*** Material for this task ***

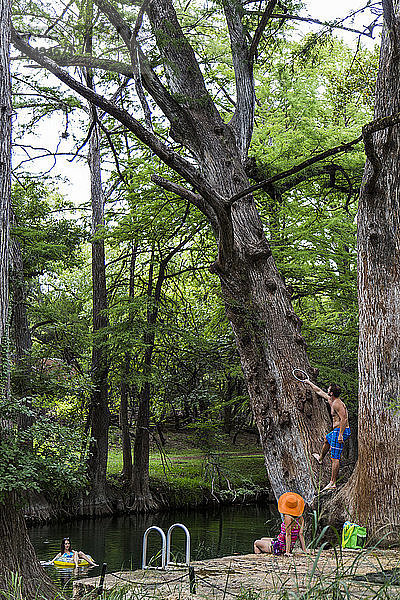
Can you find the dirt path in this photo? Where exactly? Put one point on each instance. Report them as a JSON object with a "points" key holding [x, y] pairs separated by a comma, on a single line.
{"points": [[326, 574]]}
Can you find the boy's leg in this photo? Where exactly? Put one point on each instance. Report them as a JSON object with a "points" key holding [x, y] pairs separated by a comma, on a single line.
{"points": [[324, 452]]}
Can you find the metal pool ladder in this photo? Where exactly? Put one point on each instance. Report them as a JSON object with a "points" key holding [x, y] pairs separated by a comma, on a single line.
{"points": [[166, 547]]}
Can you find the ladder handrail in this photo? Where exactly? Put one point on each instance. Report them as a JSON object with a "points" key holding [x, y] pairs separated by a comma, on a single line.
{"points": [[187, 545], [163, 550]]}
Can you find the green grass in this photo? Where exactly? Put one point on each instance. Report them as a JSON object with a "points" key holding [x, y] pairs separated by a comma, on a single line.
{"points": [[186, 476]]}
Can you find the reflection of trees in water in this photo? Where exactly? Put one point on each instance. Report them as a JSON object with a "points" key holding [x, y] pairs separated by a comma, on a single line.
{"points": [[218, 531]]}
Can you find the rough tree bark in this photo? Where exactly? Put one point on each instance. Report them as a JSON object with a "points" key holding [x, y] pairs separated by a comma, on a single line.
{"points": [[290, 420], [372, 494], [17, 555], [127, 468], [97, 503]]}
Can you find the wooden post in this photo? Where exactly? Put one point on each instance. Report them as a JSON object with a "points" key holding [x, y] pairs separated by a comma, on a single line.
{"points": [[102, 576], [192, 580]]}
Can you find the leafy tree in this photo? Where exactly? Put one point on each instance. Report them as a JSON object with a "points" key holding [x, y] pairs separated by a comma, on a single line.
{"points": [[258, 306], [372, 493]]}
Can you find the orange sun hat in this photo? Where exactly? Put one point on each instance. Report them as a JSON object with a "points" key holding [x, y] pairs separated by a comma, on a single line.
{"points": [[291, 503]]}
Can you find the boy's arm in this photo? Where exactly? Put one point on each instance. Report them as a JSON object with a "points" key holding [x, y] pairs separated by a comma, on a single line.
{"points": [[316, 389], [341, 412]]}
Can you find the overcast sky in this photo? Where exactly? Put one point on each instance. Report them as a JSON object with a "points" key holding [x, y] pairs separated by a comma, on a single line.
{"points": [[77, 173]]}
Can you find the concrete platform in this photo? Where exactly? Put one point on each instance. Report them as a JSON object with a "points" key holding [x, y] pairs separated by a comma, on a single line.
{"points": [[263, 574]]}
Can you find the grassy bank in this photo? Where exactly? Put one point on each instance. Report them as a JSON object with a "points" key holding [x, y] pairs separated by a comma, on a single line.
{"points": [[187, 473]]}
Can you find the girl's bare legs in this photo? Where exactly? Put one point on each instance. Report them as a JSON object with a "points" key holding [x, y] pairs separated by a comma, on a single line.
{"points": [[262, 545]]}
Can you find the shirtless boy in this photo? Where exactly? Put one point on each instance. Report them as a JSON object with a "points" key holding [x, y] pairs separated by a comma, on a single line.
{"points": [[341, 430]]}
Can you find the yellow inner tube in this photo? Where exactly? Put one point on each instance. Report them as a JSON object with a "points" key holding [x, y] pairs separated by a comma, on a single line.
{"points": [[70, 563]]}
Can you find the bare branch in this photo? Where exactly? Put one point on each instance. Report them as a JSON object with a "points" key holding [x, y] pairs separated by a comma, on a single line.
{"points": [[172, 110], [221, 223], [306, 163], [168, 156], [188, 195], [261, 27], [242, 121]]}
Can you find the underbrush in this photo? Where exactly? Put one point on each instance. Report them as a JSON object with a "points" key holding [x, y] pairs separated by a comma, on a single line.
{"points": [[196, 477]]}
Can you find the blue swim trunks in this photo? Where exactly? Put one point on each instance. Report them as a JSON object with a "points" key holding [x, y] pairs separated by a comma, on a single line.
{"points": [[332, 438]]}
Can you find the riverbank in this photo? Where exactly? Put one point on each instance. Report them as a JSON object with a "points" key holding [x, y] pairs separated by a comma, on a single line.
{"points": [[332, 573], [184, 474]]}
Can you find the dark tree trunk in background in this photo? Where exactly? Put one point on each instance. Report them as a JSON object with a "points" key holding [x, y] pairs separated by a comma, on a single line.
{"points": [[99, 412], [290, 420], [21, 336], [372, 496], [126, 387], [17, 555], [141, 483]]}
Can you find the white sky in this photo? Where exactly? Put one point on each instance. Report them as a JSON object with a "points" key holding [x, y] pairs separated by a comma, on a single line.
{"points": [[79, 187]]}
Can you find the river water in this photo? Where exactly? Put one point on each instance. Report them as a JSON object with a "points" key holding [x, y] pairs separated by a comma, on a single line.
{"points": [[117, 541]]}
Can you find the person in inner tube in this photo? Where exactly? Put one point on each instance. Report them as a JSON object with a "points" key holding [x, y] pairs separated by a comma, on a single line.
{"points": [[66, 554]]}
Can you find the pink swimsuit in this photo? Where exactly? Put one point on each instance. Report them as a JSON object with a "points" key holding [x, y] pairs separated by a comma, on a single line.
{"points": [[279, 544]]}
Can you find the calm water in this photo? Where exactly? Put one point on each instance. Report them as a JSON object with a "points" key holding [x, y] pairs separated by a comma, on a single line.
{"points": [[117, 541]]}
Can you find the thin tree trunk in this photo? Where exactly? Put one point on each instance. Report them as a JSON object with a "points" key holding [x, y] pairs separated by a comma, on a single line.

***

• Work to complete: Reproduce these records exactly, but not the pictures.

• Written reply:
Can you find the dirt path in this photo? Where exactly? Put one point on each instance. Report them as a JSON object with a "points" key holding [x, y] pairs separated by a comma, on a single line.
{"points": [[326, 574]]}
Can you find the boy's leg in this photo? Where exactly? Put one point on each instance. Report them as a JSON object with a "points" key holding [x, y] pairs separated by a comma, on a single line.
{"points": [[324, 452]]}
Can you find the metal pool ladder in this photo? Where exactly? Put one point on each instance. Report them as a JSON object with a "points" key holding [x, y] pairs separated by a comma, on a single line.
{"points": [[166, 547]]}
Can you find the ladder handrail in this photo? Where exactly? Put one point on each instance. Report them as a JSON object with a "points" key holding [x, y] pairs separated by a comma, on a single line.
{"points": [[187, 545], [163, 550]]}
Can you find the green grass in this photo? Where exactly? Put one point on each instance. Report them as a JSON object with a "points" key holding [x, y] pairs separated by a comma, on a single line.
{"points": [[186, 476]]}
Can you find the reflection of trees in water in this photo? Where exactly? Put one point on each instance. Report them as a JSON object with a "points" key holding [x, y] pairs separated by a comma, on a single line.
{"points": [[218, 531]]}
Can you find the rough tree bark in this photo? Where exactly? Put one point on each instance. Report them as a JSON object with a "points" key holding [x, y] pairs separated by a comma, on a single line.
{"points": [[290, 420], [372, 494], [17, 555], [127, 468], [97, 503]]}
Can you find the wooden post in this photo? Where exactly? Put one point on each instance. Report them as a JSON object with a "points" key holding [x, y] pairs separated by a comma, on a single line.
{"points": [[102, 576], [192, 580]]}
Can you find the leafy tree in this photo? Where exactly? Put one point on each instance. Report them as a JSON object with a "points" key holding [x, y] pairs separated by a comma, on a single line.
{"points": [[258, 306], [372, 493]]}
Can you find the orange sun hat in this photo? Where exactly? Put one point on each instance. Report them as a JSON object with a "points" key holding [x, y] pairs separated by a comma, on a single line.
{"points": [[291, 503]]}
Can you find the boy's arm in this photo? Where exactly? Put one point on each instance. Report them as a JSON object with a "points" key holding [x, y] pairs separated by a comma, on a single line.
{"points": [[316, 389], [341, 412]]}
Can you find the overcast sky in this photo? Where exactly? Put one point on each instance. Report them as a JSON object with a "points" key holding [x, y] pairs separated by a comma, on a single line.
{"points": [[77, 173]]}
Can you find the concrete platform in this photo? Where exactly? Put one point on each instance. Report them as a JSON object with a "points" key holding [x, y] pairs separated by a comma, on a single line.
{"points": [[263, 574]]}
Can you find the grassy bank in this photo? Where exactly? Put one point on each instance. Report them as a JSON object with a "points" key holding [x, y] pairs separated by a comma, on a single line.
{"points": [[187, 473]]}
Can you find the girl's bare legs in this photo? Where exactly? Put one point on each instance. Report them as a JSON object with a "points" key holding [x, y] pairs separated by a comma, on a single line.
{"points": [[262, 545]]}
Can you find the shirtless boy in this photo? Where exactly? Put one point on each instance. Report them as a JSON object with a "points" key holding [x, y] pairs separated by a comma, on a single line.
{"points": [[341, 430]]}
Can you find the yellow inner tube in this photo? Where exactly? Put one point on each instance. Report them as a JSON object with a "points" key holding [x, y] pairs separated by a comma, on a single line.
{"points": [[70, 563]]}
Can you find the bare branch in this photo? Where exactly? Put one point on each instance. Report them as a JSON object with a "points" key holding [x, y] pairs separated by a comma, on a single line.
{"points": [[172, 110], [221, 223], [306, 163], [168, 156], [188, 195], [261, 27], [242, 121]]}
Can you find the underbrush in this photo? Where exactly? Put one point on each instance. Report them as a JSON object with a "points" key holding [x, y] pairs separated by a comma, on a single line.
{"points": [[196, 477]]}
Can you find the blue swim trunks in this photo? Where exactly? Put one point on each instance. Report them as a JSON object with a "points" key holding [x, y] pairs separated by a comma, on a single line.
{"points": [[332, 438]]}
Can you find the riverbank in this photo? Where exactly? Put one point on each instance. Report them as a JSON object with a "points" key holding [x, y] pairs separated by a comma, on a single line.
{"points": [[332, 573], [184, 474]]}
Can you find the dark tree trunk in background in this photo? Where exactly? Put one point on each instance. Report them as a JSON object with a "points" key holding [x, y] pairs separated by a comma, on a single line.
{"points": [[99, 412], [290, 420], [21, 336], [372, 496], [126, 387], [17, 555], [141, 483]]}
Can you find the white sky in this photo? Where exactly? Put one point on each instance. Report them as a JSON object with a "points" key holding [x, y] pairs separated by a comma, on a single line.
{"points": [[79, 187]]}
Can you find the river water in this photo? Where exactly? Put one point on each instance. Report them as a JSON object with a "points" key holding [x, y] pairs separated by a comma, on a single line.
{"points": [[117, 541]]}
Can you find the person in inner tube in this photo? Where exactly? Put one point on each instance. Report them as a JSON object with a "points" key holding [x, y] pairs separated by a comma, on a single line.
{"points": [[66, 554]]}
Can you find the pink swimsuit in this photo? Where exactly? Put one point on each instance. Report them as a JSON object with a "points" key holding [x, y] pairs separated by a comma, on a single line.
{"points": [[279, 544]]}
Can you find the calm water in this photo? Where exactly? Put one point on each instance. Report them as a JSON object with a "points" key holding [x, y] pairs separated by a comma, on a single line.
{"points": [[117, 541]]}
Can you find the thin tree trunk in this photo? Where exactly? Put one point on each instance. Report them as a JSON object with a "points" key holding [x, y] pairs separated by a comma, on a single line.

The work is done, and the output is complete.